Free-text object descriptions
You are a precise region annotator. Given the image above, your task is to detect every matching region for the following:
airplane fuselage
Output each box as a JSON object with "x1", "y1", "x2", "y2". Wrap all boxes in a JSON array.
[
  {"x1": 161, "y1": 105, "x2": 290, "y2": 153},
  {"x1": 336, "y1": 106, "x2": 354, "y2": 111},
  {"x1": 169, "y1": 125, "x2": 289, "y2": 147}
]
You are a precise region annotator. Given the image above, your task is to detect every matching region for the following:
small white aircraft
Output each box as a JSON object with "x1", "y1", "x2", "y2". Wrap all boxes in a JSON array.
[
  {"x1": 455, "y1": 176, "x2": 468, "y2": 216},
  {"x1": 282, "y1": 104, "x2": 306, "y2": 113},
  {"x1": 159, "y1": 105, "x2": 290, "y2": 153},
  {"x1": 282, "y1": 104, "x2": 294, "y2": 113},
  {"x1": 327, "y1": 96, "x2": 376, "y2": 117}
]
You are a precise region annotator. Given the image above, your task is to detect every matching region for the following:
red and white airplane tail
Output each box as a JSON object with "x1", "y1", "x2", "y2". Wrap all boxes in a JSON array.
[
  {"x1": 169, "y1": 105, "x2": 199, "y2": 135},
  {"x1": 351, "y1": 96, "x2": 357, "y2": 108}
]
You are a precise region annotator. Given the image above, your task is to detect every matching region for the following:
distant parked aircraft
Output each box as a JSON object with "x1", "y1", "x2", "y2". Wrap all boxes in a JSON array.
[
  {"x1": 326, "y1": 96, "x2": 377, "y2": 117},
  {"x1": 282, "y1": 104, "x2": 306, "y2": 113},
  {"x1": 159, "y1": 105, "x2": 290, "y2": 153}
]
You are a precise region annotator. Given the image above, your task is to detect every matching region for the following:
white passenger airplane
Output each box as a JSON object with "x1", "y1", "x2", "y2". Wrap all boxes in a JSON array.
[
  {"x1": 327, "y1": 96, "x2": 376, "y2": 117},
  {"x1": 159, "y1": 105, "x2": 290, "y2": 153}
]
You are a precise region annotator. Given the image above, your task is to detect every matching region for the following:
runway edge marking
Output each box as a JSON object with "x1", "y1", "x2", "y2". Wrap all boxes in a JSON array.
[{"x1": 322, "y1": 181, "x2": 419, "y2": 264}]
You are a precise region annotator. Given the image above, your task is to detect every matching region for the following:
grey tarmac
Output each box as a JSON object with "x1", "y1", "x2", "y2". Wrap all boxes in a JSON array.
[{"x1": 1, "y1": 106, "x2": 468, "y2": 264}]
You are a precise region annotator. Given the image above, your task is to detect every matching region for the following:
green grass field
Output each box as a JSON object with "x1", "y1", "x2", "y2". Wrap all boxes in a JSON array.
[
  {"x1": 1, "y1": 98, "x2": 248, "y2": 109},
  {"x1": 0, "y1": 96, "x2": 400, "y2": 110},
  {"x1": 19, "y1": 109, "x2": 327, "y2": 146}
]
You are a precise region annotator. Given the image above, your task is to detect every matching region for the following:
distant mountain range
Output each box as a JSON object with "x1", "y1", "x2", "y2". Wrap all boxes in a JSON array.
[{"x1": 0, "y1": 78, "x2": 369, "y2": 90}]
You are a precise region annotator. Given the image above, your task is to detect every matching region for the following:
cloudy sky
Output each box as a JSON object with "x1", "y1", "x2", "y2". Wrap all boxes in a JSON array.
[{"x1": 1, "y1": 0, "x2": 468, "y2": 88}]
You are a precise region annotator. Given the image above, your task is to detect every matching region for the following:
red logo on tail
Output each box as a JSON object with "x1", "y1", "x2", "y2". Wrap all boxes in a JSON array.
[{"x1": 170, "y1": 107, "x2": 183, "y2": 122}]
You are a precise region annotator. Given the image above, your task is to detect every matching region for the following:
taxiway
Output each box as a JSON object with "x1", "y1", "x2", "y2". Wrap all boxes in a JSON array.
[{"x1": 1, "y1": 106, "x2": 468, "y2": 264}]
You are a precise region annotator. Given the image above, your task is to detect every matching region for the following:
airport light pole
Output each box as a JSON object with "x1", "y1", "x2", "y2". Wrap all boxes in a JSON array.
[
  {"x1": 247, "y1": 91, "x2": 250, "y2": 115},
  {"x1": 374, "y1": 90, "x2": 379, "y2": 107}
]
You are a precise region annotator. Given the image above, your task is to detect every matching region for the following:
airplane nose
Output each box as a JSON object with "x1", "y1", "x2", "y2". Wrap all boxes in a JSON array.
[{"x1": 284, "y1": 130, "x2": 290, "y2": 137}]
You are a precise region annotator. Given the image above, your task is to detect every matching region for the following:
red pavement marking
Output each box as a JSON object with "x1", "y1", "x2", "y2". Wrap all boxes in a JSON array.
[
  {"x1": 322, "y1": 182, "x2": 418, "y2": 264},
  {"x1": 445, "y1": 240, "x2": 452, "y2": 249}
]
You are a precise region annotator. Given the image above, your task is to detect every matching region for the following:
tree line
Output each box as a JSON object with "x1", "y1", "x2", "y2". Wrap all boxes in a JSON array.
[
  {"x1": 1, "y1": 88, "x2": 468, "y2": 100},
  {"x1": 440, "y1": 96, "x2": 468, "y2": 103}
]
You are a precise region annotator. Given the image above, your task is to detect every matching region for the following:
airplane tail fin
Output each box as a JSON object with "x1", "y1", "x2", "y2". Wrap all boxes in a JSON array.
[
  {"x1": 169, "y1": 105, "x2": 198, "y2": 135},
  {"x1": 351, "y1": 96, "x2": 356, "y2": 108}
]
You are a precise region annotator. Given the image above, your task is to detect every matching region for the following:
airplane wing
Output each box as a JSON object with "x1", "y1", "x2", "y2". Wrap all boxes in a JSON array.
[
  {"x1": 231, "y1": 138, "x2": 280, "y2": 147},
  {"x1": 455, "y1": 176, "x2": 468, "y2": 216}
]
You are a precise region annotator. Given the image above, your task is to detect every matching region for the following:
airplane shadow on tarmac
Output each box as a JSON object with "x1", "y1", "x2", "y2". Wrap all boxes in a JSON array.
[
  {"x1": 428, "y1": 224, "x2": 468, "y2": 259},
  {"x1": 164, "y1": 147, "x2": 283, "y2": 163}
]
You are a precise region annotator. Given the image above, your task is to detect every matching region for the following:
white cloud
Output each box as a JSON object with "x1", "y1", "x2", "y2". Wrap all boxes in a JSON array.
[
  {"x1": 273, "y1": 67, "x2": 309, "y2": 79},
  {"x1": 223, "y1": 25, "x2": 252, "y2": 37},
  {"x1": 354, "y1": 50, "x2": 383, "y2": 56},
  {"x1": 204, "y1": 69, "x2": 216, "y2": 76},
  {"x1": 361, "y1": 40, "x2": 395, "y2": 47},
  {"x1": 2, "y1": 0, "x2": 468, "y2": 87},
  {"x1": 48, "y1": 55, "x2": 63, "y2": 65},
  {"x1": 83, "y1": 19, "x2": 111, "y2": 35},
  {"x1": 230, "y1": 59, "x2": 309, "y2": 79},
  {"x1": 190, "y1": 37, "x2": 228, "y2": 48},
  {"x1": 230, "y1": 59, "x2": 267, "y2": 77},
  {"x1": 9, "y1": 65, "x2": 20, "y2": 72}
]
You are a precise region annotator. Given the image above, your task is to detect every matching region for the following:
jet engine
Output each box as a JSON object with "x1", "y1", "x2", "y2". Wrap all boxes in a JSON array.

** Exercise goal **
Nothing in the records may be dropped; reproduce them exactly.

** The answer **
You are a precise region annotator. Given the image above, your task is to detect every matching region for the following:
airplane fuselage
Output each box as a JSON object with "x1", "y1", "x2", "y2". Wrap all boxes in a JSON array.
[
  {"x1": 161, "y1": 105, "x2": 290, "y2": 153},
  {"x1": 336, "y1": 106, "x2": 354, "y2": 111},
  {"x1": 169, "y1": 125, "x2": 289, "y2": 147}
]
You are a precise region annotator. Given the image above, your task is to detect every matching region for the following:
small white aircraft
Output each box as a JSON object with "x1", "y1", "x2", "y2". Wrap all boxes in a JSON array.
[
  {"x1": 455, "y1": 176, "x2": 468, "y2": 216},
  {"x1": 282, "y1": 104, "x2": 306, "y2": 113},
  {"x1": 159, "y1": 105, "x2": 290, "y2": 153},
  {"x1": 282, "y1": 104, "x2": 294, "y2": 113},
  {"x1": 327, "y1": 96, "x2": 376, "y2": 117}
]
You are a precise region annotator. Given the image above, your task is to detect every matching region for the following:
red and white airplane tail
Output each box as a JSON object with "x1", "y1", "x2", "y2". Wrap all boxes in a JSON array.
[
  {"x1": 169, "y1": 105, "x2": 199, "y2": 135},
  {"x1": 351, "y1": 96, "x2": 357, "y2": 108}
]
You are a precise region annotator. Given the image above, your task is to detect every matching region for the following:
distant parked aircraft
Output each box as a JSON object with "x1", "y1", "x2", "y2". Wrap all boxes in a JSON array.
[
  {"x1": 326, "y1": 96, "x2": 377, "y2": 117},
  {"x1": 282, "y1": 104, "x2": 306, "y2": 113},
  {"x1": 159, "y1": 105, "x2": 290, "y2": 153}
]
You are a precise region annotator. Given the image above, your task is to detect every matching region for the following:
white passenger airplane
Output each box as a JSON object with "x1", "y1", "x2", "y2". Wrap all boxes in a JSON array.
[
  {"x1": 327, "y1": 96, "x2": 376, "y2": 117},
  {"x1": 159, "y1": 105, "x2": 290, "y2": 153}
]
You are a precise region annotator. Given the image above, your task is to detect every matching region for the following:
runway edge marking
Output each box as a JSON object with "x1", "y1", "x2", "y2". Wrap all boxes in a JSON array.
[{"x1": 322, "y1": 181, "x2": 419, "y2": 264}]
You are a precise region annotator. Given the image above, your task is to detect every matching region for the following:
grey tarmac
Output each box as a JSON object with "x1", "y1", "x2", "y2". Wrap all boxes in a JSON array.
[{"x1": 1, "y1": 106, "x2": 468, "y2": 264}]
You are a precise region annotator. Given the image above, your task is to detect every matching region for the following:
green grass field
Output each box as a JSON object with "x1", "y1", "x2", "y2". Wrap all boxes in a JSON array.
[
  {"x1": 1, "y1": 98, "x2": 248, "y2": 109},
  {"x1": 0, "y1": 96, "x2": 400, "y2": 110},
  {"x1": 19, "y1": 109, "x2": 327, "y2": 146}
]
You are a precise region annotator. Given the image above, your task is to detect every matching region for the following:
distant mountain range
Output each box as a JSON object with "x1", "y1", "x2", "y2". Wrap all boxes in a JSON array.
[{"x1": 0, "y1": 78, "x2": 369, "y2": 90}]
You are a precise region annotator. Given the image above, your task is to detect every matching region for the following:
cloudy sky
Output each box as a JSON object with "x1", "y1", "x2", "y2". Wrap all boxes in a JSON array.
[{"x1": 1, "y1": 0, "x2": 468, "y2": 88}]
You are a precise region annotator. Given the image above, your task is to detect every matching region for the following:
red logo on tail
Output each box as a JSON object with "x1", "y1", "x2", "y2". Wrap all boxes in a JSON array.
[{"x1": 170, "y1": 107, "x2": 183, "y2": 122}]
You are a precise region annotator. Given the image above, your task is to detect every matching region for the following:
taxiway
Output each box as a JSON object with "x1", "y1", "x2", "y2". Wrap all boxes in a JSON array.
[{"x1": 1, "y1": 106, "x2": 468, "y2": 264}]
You are a precise region annotator. Given the image above, your task is to detect every matching region for the following:
airport light pole
Output each box as a JSON object with "x1", "y1", "x2", "y2". Wrap all boxes in a JSON array.
[
  {"x1": 247, "y1": 91, "x2": 250, "y2": 115},
  {"x1": 374, "y1": 90, "x2": 379, "y2": 107}
]
You are a precise region annotator. Given the image above, your task is to detect every matching region for the following:
airplane nose
Output each box as a JSON object with "x1", "y1", "x2", "y2". Wrap all boxes in a JSON array.
[{"x1": 284, "y1": 130, "x2": 290, "y2": 137}]
You are a precise region annotator. Given the image above, your task is to detect every matching region for the following:
red pavement marking
Output each box as a JSON object with "x1", "y1", "x2", "y2". Wrap all boxes in a JSON array.
[
  {"x1": 322, "y1": 182, "x2": 418, "y2": 264},
  {"x1": 445, "y1": 240, "x2": 452, "y2": 249}
]
You are a precise region annotator. Given the image above, your task is to detect every matching region for the following:
tree line
Output each box as a JSON object with "x1", "y1", "x2", "y2". Wrap all boxes in a JSON array.
[
  {"x1": 1, "y1": 88, "x2": 468, "y2": 100},
  {"x1": 440, "y1": 96, "x2": 468, "y2": 103}
]
You are a precise region annotator. Given the image above, your task is to detect every matching region for the following:
airplane tail fin
Output each box as a JSON object with "x1", "y1", "x2", "y2". Wrap all boxes in a JSON array.
[
  {"x1": 169, "y1": 105, "x2": 198, "y2": 135},
  {"x1": 351, "y1": 96, "x2": 356, "y2": 108}
]
You are a precise region annotator. Given the image above, your task is to detect every matching region for the following:
airplane wing
Output each box as a JSON object with "x1", "y1", "x2", "y2". Wrap all boxes in a JSON array.
[
  {"x1": 231, "y1": 138, "x2": 280, "y2": 147},
  {"x1": 455, "y1": 176, "x2": 468, "y2": 216}
]
You are a precise region annotator. Given the image above, your task is to detect every matching region for the following:
airplane shadow on tarmac
Output each box as a JSON object with "x1", "y1", "x2", "y2". Wrap all boxes in a JSON array.
[
  {"x1": 428, "y1": 224, "x2": 468, "y2": 259},
  {"x1": 164, "y1": 147, "x2": 283, "y2": 163}
]
You are a precise region annotator. Given the image above, your task is to detect every matching region for the following:
white cloud
Output each box as a JSON object with "x1", "y1", "x2", "y2". Wrap all boxes in a JSON array.
[
  {"x1": 273, "y1": 67, "x2": 309, "y2": 79},
  {"x1": 223, "y1": 25, "x2": 252, "y2": 37},
  {"x1": 354, "y1": 50, "x2": 383, "y2": 56},
  {"x1": 204, "y1": 69, "x2": 216, "y2": 76},
  {"x1": 361, "y1": 40, "x2": 395, "y2": 47},
  {"x1": 2, "y1": 0, "x2": 468, "y2": 87},
  {"x1": 48, "y1": 55, "x2": 63, "y2": 65},
  {"x1": 83, "y1": 19, "x2": 111, "y2": 35},
  {"x1": 230, "y1": 59, "x2": 309, "y2": 79},
  {"x1": 190, "y1": 37, "x2": 228, "y2": 48},
  {"x1": 230, "y1": 59, "x2": 267, "y2": 77},
  {"x1": 9, "y1": 65, "x2": 20, "y2": 72}
]
You are a precise region annotator. Given the image above, your task is to detect every matching region for the following:
jet engine
Output each box as a JSON object with "x1", "y1", "x2", "y2". Wrap all boxes in a JSON array.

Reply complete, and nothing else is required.